Add support for SAM2 and SAM3 Tracker (#1461)

xenova · web-flow · commit b93517571f72 · 2025-11-19T11:14:03.000-05:00
* Add SAM2 support

* Update supported models list

* Add support for SAM3 Tracker

* Update list of supported models

* Update SAM3 author list
diff --git a/README.md b/README.md
@@ -323,6 +323,7 @@ You can refine your search by selecting the task you're interested in (e.g., [te
 1. **[DiT](https://huggingface.co/docs/transformers/model_doc/dit)** (from Microsoft Research) released with the paper [DiT: Self-supervised Pre-training for Document Image Transformer](https://huggingface.co/papers/2203.02378) by Junlong Li, Yiheng Xu, Tengchao Lv, Lei Cui, Cha Zhang, Furu Wei.
 1. **[Donut](https://huggingface.co/docs/transformers/model_doc/donut)** (from NAVER), released together with the paper [OCR-free Document Understanding Transformer](https://huggingface.co/papers/2111.15664) by Geewook Kim, Teakgyu Hong, Moonbin Yim, Jeongyeon Nam, Jinyoung Park, Jinyeong Yim, Wonseok Hwang, Sangdoo Yun, Dongyoon Han, Seunghyun Park.
 1. **[DPT](https://huggingface.co/docs/transformers/master/model_doc/dpt)** (from Intel Labs) released with the paper [Vision Transformers for Dense Prediction](https://huggingface.co/papers/2103.13413) by René Ranftl, Alexey Bochkovskiy, Vladlen Koltun.
+1. **[EdgeTAM](https://huggingface.co/docs/transformers/model_doc/edgetam)** (from Facebook) released with the paper [EdgeTAM: On-Device Track Anything Model](https://huggingface.co/papers/2501.07256) by Chong Zhou, Chenchen Zhu, Yunyang Xiong, Saksham Suri, Fanyi Xiao, Lemeng Wu, Raghuraman Krishnamoorthi, Bo Dai, Chen Change Loy, Vikas Chandra, Bilge Soran.

- GIVEN TASK 1: In the commit, which organization is EdgeTAM listed as coming from?

Records excerpted from a collection:
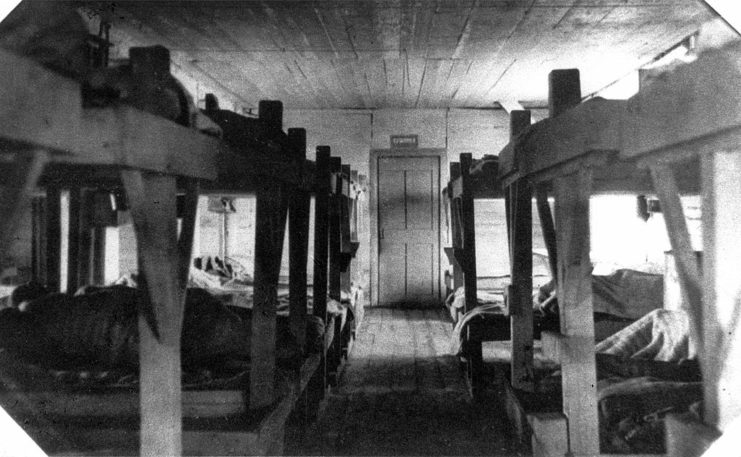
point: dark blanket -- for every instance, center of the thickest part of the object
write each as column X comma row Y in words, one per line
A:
column 100, row 328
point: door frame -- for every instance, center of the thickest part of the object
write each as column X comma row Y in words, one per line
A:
column 375, row 155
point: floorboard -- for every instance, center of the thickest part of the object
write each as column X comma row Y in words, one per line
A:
column 402, row 393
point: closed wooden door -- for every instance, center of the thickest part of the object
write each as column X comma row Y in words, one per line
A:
column 408, row 230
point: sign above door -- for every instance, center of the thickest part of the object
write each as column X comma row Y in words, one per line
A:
column 404, row 141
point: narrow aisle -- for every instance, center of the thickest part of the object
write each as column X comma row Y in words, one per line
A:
column 402, row 393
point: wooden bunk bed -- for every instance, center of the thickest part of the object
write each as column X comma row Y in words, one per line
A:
column 49, row 138
column 645, row 145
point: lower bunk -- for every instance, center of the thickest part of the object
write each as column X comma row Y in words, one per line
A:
column 69, row 373
column 647, row 379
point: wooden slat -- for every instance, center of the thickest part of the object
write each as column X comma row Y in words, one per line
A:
column 576, row 311
column 298, row 245
column 153, row 208
column 270, row 224
column 520, row 224
column 721, row 216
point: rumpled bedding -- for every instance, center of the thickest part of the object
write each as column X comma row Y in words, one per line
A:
column 661, row 335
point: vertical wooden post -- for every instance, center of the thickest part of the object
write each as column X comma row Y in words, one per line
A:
column 578, row 365
column 688, row 269
column 321, row 251
column 162, row 261
column 721, row 208
column 84, row 259
column 321, row 231
column 38, row 240
column 74, row 281
column 548, row 228
column 298, row 243
column 521, row 261
column 335, row 274
column 335, row 165
column 53, row 238
column 564, row 91
column 270, row 216
column 472, row 347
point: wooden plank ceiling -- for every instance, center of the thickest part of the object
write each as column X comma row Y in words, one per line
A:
column 405, row 53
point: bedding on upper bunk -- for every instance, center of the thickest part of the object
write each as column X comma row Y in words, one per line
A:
column 100, row 329
column 618, row 298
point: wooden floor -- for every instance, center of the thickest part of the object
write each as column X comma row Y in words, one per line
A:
column 402, row 393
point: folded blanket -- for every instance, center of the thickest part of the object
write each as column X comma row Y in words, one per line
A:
column 659, row 335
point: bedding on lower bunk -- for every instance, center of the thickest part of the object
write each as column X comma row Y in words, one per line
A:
column 645, row 371
column 619, row 299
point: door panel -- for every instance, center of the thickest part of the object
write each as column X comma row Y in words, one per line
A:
column 408, row 229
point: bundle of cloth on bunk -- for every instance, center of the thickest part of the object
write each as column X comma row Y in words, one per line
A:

- GIVEN TASK 2: Copy the lines of the records, unchanged, from the line containing "point: lower bunk" up to and including the line containing "column 472, row 347".

- RESPONSE 1: Facebook.

- RESPONSE 2:
point: lower bunk -- for every instance, center of the thickest part of the object
write each as column X comma row Y in words, one per line
A:
column 69, row 373
column 647, row 379
point: wooden slat -- for every instance, center of the thickest part of the object
write each as column X comma row Y in words, one per line
A:
column 576, row 311
column 298, row 245
column 153, row 208
column 270, row 224
column 520, row 224
column 721, row 216
point: rumpled bedding -- for every instance, center of the thickest part of the object
write each as column X comma row Y in words, one per line
A:
column 661, row 335
point: vertical wooden post -- for every instance, center of the thickest part of the object
write each as column X comma row Y in words, one per line
A:
column 578, row 365
column 688, row 269
column 321, row 251
column 162, row 261
column 721, row 208
column 84, row 259
column 321, row 231
column 38, row 240
column 74, row 281
column 548, row 228
column 298, row 243
column 521, row 261
column 335, row 274
column 335, row 165
column 53, row 238
column 564, row 91
column 270, row 216
column 472, row 347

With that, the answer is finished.